>> start DATASET RECORDS

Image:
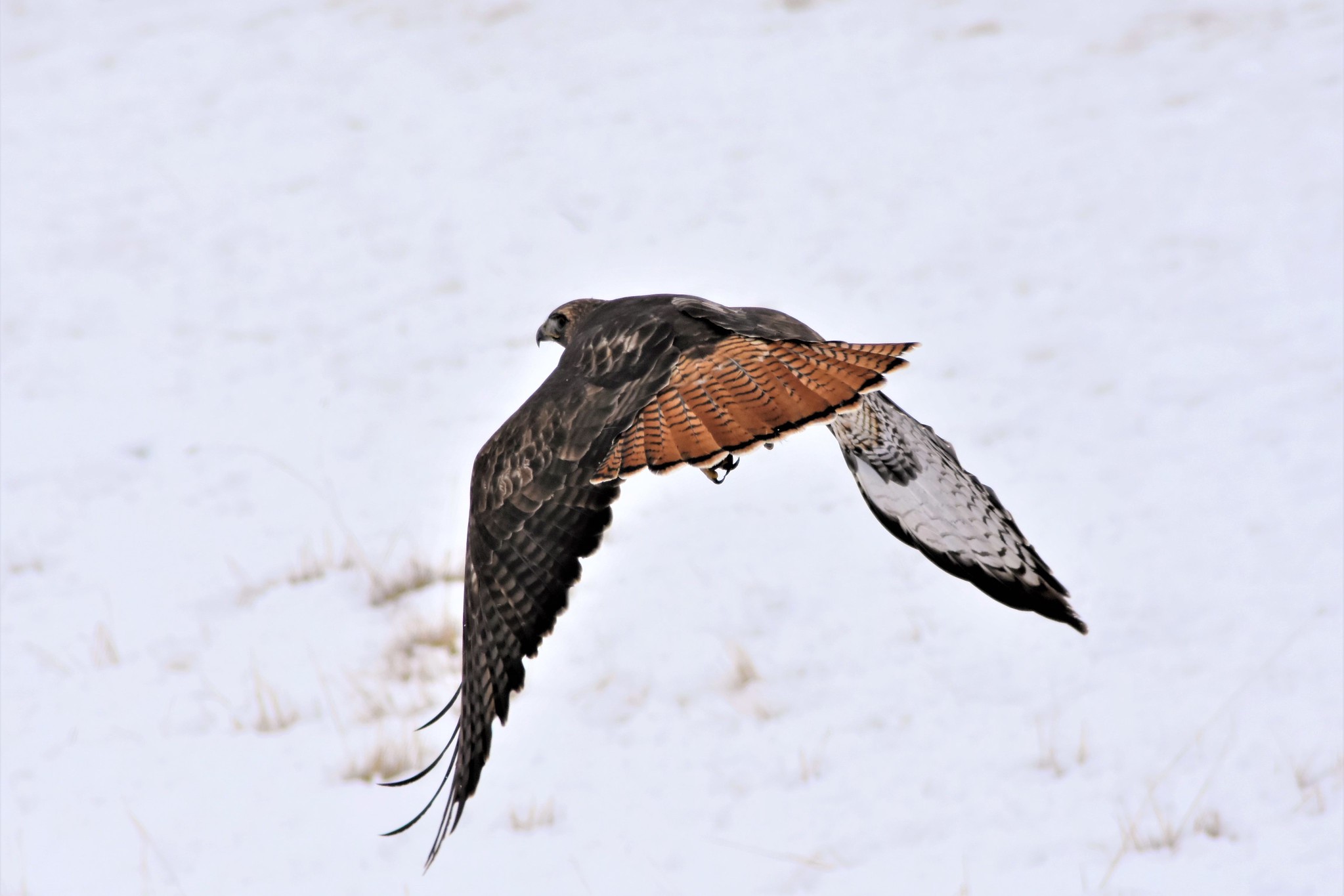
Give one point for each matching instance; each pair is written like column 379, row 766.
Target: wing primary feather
column 448, row 824
column 444, row 711
column 426, row 769
column 421, row 813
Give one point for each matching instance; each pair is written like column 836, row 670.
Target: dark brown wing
column 534, row 513
column 742, row 393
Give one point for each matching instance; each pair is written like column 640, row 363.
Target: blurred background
column 271, row 276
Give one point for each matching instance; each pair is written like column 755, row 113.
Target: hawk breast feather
column 663, row 382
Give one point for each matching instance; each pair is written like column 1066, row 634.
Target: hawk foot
column 721, row 471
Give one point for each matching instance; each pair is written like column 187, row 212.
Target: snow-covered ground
column 271, row 276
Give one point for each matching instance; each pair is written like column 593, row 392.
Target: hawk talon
column 726, row 467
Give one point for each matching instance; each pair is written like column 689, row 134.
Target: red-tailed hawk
column 663, row 382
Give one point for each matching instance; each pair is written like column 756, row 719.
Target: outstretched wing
column 534, row 515
column 920, row 492
column 745, row 393
column 916, row 486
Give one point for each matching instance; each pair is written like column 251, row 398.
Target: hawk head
column 565, row 319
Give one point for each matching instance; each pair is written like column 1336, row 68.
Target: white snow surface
column 271, row 277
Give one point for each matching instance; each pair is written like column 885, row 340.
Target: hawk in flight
column 663, row 382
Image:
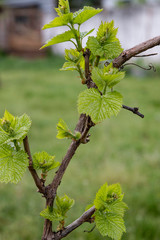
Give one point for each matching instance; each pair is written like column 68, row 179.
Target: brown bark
column 83, row 126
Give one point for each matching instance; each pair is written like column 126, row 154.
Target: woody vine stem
column 83, row 126
column 99, row 65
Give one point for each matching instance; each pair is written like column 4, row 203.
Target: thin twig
column 146, row 55
column 33, row 172
column 83, row 218
column 127, row 54
column 150, row 66
column 134, row 110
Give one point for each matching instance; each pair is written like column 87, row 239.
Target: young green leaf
column 107, row 32
column 108, row 196
column 69, row 66
column 63, row 7
column 13, row 128
column 13, row 164
column 84, row 14
column 64, row 204
column 98, row 106
column 51, row 214
column 110, row 211
column 104, row 50
column 44, row 161
column 106, row 44
column 59, row 21
column 63, row 37
column 84, row 34
column 110, row 224
column 64, row 132
column 109, row 76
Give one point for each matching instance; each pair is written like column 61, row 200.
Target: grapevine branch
column 85, row 217
column 127, row 54
column 83, row 126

>> end DATASET RECORDS

Format the items above as a two-column CSV with the headers text and answer and one row per item, putting each item's wording and its answer in separate quoted fields with line breaks replaced by spaces. Leave the pictures out.

text,answer
"Image: Give one point for each matching instance; each pair is written like column 379, row 766. Target: wing primary feather","column 448, row 824 column 444, row 711 column 426, row 769 column 421, row 813"
"Give one point for each matching instance; each pair is written like column 836, row 670. Target: dark brown wing","column 534, row 513 column 742, row 393"
"Give one point for each matching instance; each pair is written like column 640, row 363. Target: blurred background","column 271, row 276"
"Give one point for each matching instance; each pair is written like column 755, row 113. Target: hawk breast feather","column 663, row 382"
"Give one point for each matching instance; each pair is written like column 1066, row 634. Target: hawk foot","column 721, row 471"
"Give one point for each matching instance; each pair is written like column 187, row 212. Target: snow-covered ground","column 271, row 276"
"Give one point for each matching instance; each pair is written like column 593, row 392. Target: hawk talon","column 726, row 467"
"Give one point for each matching instance; each pair is written like column 689, row 134. Target: red-tailed hawk","column 663, row 382"
"Give one point for each matching instance; each pair is written like column 756, row 719. Target: outstretched wing","column 534, row 515 column 920, row 492 column 745, row 393 column 916, row 486"
"Give one point for each matching instance; each pair is written like column 251, row 398. Target: hawk head","column 565, row 319"
"Give one point for each matching instance; each pair is written like column 1336, row 68. Target: white snow surface","column 271, row 277"
"Give one point for each matching instance; each pair is written like column 885, row 340. Target: hawk in flight","column 663, row 382"
"Image: Give one point for each matching instance; each pair is written like column 68, row 179. Target: brown bark","column 83, row 126"
"Give one point for each matching instance; each pair is written like column 126, row 154. Target: woody vine stem","column 83, row 126 column 99, row 65"
"Give one point for each matching instance; each pair is written like column 4, row 203. Target: thin twig","column 146, row 55 column 33, row 172 column 83, row 218 column 127, row 54 column 150, row 66 column 134, row 110"
"Give one point for each matching instance; each pair is written like column 87, row 239. Target: young green leaf","column 107, row 32 column 108, row 196 column 69, row 66 column 63, row 7 column 13, row 128 column 13, row 164 column 84, row 14 column 64, row 204 column 98, row 106 column 51, row 214 column 110, row 211 column 104, row 50 column 44, row 161 column 106, row 44 column 59, row 21 column 63, row 37 column 84, row 34 column 110, row 224 column 64, row 132 column 109, row 76"
"Give one point for each matching instance; each pair is written like column 61, row 200. Target: grapevine branch","column 85, row 217 column 127, row 54 column 83, row 126"